Detection annotation records:
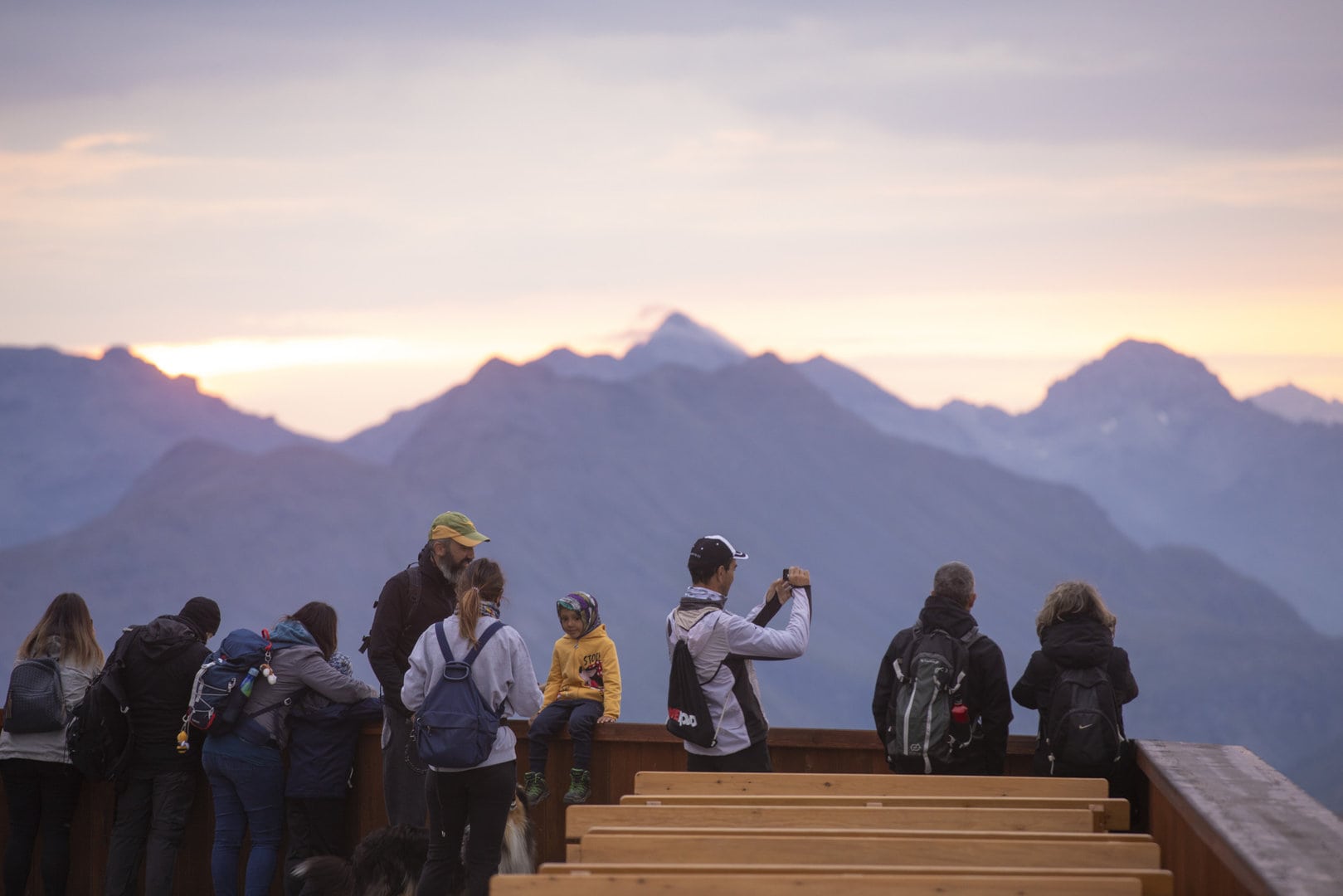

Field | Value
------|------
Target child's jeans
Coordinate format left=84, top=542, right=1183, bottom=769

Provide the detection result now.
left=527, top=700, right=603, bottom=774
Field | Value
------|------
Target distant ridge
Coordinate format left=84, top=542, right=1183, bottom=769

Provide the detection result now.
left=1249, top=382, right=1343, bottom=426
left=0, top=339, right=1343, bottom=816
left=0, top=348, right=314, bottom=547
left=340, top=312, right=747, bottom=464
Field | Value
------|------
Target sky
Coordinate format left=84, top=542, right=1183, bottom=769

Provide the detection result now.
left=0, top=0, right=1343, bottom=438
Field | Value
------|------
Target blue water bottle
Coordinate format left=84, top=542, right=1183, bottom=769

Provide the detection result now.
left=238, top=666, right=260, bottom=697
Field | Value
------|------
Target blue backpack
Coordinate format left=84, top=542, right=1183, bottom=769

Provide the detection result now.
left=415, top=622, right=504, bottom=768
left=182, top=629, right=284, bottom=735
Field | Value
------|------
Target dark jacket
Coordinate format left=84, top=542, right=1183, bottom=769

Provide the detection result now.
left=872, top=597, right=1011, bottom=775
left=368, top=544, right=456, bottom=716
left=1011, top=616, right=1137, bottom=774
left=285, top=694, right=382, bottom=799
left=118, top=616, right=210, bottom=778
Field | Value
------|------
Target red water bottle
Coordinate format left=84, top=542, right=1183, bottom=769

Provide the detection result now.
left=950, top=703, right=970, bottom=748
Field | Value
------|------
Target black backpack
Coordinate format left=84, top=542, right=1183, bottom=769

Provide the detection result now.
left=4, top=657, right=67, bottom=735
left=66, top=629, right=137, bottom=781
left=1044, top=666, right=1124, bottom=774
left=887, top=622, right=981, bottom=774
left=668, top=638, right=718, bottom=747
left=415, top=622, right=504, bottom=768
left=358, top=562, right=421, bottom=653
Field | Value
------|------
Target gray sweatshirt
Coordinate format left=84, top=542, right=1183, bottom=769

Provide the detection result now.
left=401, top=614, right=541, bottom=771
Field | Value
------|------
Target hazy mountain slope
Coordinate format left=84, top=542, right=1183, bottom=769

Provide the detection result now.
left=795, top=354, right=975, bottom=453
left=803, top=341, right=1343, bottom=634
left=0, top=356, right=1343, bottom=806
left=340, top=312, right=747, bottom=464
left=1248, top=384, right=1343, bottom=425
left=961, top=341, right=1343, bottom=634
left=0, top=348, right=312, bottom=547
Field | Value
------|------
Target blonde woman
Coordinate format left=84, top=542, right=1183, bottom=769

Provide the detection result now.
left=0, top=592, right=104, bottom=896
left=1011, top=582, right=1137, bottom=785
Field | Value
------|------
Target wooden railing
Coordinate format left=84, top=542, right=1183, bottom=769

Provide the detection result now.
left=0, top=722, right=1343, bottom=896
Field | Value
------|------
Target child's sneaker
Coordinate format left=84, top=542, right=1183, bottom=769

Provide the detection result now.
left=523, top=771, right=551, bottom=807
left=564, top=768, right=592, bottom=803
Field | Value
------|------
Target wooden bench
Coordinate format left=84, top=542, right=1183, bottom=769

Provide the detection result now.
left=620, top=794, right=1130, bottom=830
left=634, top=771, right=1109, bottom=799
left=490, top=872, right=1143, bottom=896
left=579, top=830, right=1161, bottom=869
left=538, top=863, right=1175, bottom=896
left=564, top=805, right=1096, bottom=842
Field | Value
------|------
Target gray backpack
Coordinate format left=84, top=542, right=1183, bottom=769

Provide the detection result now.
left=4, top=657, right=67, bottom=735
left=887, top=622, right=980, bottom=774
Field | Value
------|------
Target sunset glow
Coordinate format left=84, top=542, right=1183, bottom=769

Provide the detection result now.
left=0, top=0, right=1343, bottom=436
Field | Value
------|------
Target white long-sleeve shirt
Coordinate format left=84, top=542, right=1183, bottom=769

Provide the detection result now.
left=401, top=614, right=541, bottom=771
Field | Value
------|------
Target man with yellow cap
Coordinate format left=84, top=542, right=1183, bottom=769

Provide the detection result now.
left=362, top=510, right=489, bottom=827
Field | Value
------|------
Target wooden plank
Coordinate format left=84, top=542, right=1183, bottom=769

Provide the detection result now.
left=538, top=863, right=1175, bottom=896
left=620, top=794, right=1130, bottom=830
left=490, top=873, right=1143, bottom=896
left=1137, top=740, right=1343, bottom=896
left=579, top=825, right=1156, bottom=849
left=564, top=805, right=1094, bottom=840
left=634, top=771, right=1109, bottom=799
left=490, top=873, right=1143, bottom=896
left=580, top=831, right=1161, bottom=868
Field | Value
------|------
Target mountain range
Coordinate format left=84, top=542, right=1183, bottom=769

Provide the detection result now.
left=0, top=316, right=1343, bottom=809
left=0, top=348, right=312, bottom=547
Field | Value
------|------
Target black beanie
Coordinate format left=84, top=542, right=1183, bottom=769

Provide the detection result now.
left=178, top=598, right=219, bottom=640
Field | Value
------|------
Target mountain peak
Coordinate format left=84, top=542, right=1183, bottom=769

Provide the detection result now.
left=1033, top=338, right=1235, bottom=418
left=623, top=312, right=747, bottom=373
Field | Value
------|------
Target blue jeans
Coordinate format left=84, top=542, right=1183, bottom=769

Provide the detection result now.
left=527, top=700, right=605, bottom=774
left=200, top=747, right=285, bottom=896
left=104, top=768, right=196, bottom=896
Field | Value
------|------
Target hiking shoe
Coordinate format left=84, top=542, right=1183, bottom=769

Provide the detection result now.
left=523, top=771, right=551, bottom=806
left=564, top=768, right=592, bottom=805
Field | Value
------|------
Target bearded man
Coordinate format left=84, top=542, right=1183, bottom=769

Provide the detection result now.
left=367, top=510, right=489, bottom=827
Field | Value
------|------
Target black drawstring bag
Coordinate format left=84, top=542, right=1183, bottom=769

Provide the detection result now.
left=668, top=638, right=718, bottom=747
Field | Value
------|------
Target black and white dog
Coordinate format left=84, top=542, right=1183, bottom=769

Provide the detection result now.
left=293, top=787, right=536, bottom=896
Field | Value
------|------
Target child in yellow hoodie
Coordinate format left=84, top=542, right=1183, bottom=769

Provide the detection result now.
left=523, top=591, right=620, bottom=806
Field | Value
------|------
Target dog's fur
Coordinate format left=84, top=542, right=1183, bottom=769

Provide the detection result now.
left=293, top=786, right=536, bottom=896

==

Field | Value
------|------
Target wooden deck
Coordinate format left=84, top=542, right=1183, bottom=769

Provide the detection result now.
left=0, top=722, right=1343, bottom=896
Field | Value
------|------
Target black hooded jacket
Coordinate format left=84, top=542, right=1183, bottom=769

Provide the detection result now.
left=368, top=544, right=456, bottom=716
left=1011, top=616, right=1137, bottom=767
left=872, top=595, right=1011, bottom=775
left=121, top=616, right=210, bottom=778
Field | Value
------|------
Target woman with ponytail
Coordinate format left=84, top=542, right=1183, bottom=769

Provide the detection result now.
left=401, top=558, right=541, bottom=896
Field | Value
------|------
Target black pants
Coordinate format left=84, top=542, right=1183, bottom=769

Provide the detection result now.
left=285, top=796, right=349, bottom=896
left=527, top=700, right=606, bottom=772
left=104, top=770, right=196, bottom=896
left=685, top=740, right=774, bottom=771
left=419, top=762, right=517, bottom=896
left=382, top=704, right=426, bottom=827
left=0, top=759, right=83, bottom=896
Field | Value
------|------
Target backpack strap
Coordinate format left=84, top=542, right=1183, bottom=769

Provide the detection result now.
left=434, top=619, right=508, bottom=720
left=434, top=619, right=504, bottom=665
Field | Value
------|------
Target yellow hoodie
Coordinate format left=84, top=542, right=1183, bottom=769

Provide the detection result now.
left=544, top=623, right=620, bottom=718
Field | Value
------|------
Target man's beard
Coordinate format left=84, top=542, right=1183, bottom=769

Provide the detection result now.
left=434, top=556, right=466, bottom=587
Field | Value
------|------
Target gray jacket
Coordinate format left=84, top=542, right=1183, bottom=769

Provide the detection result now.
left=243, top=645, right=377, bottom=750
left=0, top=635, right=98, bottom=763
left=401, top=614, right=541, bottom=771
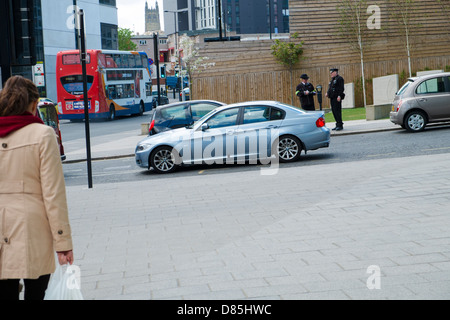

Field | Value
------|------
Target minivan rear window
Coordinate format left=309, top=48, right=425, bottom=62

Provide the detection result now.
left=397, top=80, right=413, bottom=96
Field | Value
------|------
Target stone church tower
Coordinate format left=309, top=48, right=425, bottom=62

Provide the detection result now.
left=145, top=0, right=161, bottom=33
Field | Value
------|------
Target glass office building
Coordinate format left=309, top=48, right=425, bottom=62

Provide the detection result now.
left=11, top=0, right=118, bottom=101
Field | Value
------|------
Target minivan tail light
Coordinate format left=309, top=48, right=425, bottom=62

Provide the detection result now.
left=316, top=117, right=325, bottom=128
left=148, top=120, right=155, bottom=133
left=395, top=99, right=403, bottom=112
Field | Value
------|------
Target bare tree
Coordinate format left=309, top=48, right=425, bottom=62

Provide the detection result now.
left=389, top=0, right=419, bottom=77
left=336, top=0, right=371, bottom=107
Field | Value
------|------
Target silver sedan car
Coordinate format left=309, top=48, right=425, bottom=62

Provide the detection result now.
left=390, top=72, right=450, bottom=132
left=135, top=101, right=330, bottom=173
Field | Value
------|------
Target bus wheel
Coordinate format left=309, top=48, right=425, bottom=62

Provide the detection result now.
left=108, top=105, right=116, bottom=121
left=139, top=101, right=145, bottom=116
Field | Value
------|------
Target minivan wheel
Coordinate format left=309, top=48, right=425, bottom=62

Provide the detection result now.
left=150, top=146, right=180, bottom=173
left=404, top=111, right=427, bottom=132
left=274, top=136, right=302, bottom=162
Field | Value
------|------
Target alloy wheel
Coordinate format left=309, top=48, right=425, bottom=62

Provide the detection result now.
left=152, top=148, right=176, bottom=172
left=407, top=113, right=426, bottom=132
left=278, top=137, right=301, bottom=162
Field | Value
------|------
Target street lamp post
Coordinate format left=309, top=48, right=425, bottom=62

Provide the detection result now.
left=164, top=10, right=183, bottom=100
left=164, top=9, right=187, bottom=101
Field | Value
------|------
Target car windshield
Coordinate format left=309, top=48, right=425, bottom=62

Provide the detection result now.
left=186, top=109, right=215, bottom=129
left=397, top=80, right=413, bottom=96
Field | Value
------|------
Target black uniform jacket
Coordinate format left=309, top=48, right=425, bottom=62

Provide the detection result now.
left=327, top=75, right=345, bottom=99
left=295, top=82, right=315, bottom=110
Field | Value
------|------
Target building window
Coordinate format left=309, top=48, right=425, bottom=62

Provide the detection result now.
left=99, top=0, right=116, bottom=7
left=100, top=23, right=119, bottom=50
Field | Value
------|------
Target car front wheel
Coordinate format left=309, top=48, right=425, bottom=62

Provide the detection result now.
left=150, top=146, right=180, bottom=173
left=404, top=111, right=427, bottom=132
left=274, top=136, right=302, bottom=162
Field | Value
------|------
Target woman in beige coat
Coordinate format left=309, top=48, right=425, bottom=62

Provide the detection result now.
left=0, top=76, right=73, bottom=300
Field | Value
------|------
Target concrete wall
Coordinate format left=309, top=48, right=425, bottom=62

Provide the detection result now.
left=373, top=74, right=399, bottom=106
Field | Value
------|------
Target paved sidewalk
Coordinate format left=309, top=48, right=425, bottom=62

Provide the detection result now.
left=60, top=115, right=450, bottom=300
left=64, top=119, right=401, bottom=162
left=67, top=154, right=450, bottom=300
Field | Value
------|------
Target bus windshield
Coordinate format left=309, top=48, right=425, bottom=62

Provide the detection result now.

--

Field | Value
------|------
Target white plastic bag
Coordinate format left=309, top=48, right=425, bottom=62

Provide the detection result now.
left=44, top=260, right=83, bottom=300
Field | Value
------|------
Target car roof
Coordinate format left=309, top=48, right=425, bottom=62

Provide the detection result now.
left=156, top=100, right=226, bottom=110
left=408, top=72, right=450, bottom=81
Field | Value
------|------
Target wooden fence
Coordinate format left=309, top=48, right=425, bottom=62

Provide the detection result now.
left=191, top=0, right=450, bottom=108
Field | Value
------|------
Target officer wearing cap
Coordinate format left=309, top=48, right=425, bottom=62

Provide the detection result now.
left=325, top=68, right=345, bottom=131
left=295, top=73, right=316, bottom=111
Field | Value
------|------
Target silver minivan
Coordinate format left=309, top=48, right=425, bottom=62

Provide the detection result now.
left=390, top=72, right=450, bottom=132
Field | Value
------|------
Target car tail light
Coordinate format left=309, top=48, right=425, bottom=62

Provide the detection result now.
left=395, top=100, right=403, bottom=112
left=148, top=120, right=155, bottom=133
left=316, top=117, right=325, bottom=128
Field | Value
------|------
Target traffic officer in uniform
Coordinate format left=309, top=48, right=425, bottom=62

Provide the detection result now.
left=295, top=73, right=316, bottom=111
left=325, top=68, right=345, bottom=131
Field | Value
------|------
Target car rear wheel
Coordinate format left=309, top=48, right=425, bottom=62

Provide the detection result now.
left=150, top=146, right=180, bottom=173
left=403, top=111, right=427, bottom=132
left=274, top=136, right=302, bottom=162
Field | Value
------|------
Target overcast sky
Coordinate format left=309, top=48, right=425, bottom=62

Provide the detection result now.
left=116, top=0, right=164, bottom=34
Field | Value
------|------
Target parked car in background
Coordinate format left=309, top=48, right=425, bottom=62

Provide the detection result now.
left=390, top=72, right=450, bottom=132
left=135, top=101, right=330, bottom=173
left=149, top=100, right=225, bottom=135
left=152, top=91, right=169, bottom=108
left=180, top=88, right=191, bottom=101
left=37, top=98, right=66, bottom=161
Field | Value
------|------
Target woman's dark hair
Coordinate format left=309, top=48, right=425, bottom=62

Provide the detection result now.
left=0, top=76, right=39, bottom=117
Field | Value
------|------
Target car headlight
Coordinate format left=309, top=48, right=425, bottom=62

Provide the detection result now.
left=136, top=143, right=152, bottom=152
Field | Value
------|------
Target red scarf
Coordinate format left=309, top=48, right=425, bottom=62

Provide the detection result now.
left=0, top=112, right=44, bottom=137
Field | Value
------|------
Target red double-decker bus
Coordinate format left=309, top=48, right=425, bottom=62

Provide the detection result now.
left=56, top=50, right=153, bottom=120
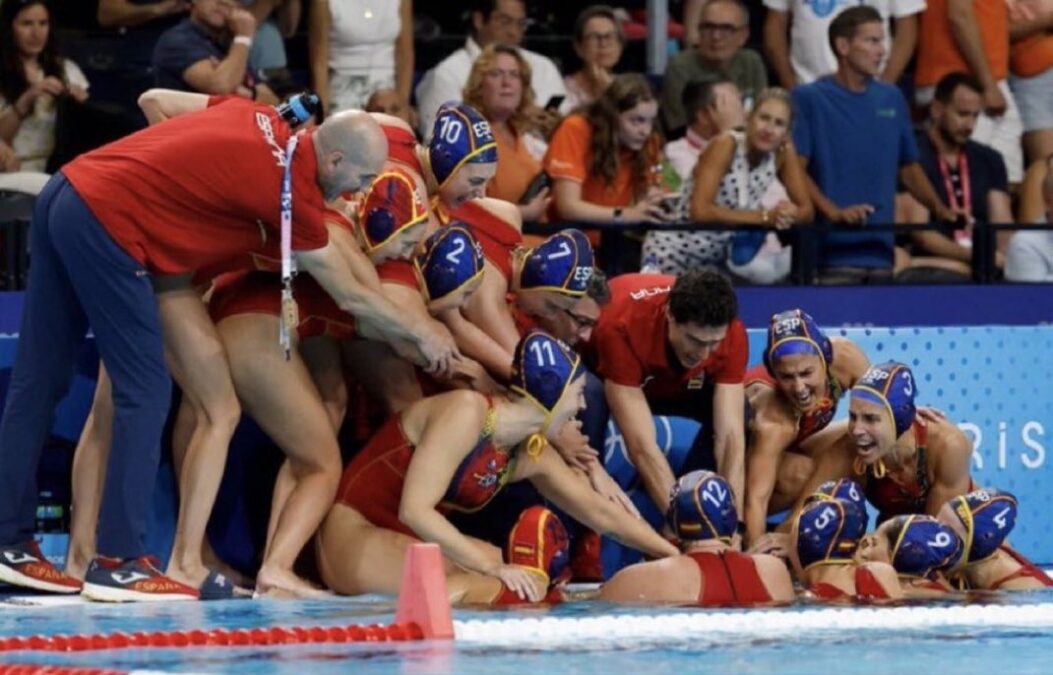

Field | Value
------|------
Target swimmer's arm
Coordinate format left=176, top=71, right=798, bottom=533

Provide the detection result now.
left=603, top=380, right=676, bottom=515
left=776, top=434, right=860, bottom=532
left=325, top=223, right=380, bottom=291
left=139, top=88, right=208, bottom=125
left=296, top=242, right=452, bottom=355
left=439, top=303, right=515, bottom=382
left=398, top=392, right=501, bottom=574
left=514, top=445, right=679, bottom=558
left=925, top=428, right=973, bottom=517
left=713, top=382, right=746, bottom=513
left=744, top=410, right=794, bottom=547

Your objective
Which lines in the listing above contain the word "building"? Copy out each of them.

Problem solution
Target glass office building
Target building window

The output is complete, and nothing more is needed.